[Stored data]
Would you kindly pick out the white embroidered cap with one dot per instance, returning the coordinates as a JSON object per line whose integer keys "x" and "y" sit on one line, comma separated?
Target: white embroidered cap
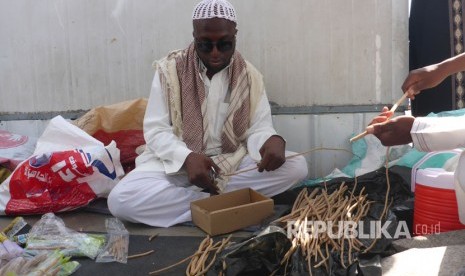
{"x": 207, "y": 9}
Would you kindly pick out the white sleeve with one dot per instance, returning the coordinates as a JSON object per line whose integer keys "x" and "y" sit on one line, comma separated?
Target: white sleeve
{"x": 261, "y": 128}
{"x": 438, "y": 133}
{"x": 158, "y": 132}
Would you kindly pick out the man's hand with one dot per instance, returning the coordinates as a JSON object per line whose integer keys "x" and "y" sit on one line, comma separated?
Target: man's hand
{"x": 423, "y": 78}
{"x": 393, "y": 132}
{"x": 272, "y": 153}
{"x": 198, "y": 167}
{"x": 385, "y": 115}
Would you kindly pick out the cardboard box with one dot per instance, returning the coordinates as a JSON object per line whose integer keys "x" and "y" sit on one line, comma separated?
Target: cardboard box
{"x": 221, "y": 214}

[To do] Nothing but the lines from the one with "Would you kindly pick out the white sleeve" through the last line should be repeated, each exactly as it stands.

[Exercise solution]
Would you kindly pick out the white sleeve with one dot per instance, returning the coordinates as a JSON object per line whose integer keys "x" and "y" sit on one line, comma separated?
Target: white sleeve
{"x": 261, "y": 128}
{"x": 438, "y": 133}
{"x": 158, "y": 132}
Would you kindly pick out the man's hand with one dot per instance, returning the coordinates as a JSON object per line whose integer keys "x" and "y" sit on one line, comma separated?
Target: man's hand
{"x": 423, "y": 78}
{"x": 393, "y": 132}
{"x": 272, "y": 153}
{"x": 198, "y": 167}
{"x": 385, "y": 115}
Would you kindly pick out the cardboard box with one dot per instance, returning the coordinates as a JSON object per line whose integer keys "x" and "y" sit on one line, comma separated?
Target: cardboard box
{"x": 221, "y": 214}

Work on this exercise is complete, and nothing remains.